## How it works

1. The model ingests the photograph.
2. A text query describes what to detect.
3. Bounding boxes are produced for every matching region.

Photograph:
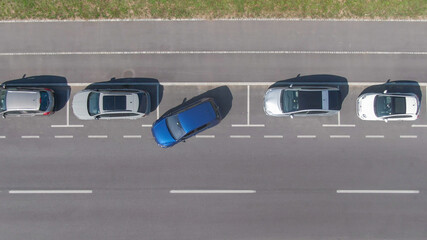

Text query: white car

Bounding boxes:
[356,91,420,122]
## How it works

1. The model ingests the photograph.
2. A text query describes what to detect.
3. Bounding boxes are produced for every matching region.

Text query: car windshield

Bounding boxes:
[281,90,299,112]
[0,90,6,112]
[40,91,49,111]
[374,96,406,117]
[166,115,185,140]
[87,92,99,116]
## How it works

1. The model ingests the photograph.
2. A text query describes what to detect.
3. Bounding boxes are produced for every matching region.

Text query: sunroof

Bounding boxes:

....

Please repeat the entire listing above word for word, leaving out the pictures.

## How it works

1. The model ingests the photograph.
2. A text query describes what to detect.
3. Bounding boxes are produced for every matching region.

Photograph:

Text query: white car

Bounding boxes:
[356,91,420,122]
## How it works

1. The model ingests the photograph.
2. A text query describes what to detect.
3. Bounding boxes are produced for every matching region.

Text query: car windshield

Bounding boxes:
[281,90,299,112]
[0,90,6,112]
[40,91,49,111]
[374,96,406,117]
[166,115,185,140]
[87,92,99,116]
## How it works

1. The model ingests the photograph.
2. A text query describes what to detect.
3. Bounding boxes are produced for every matching region.

Text query: sunroof

Bounding boxes:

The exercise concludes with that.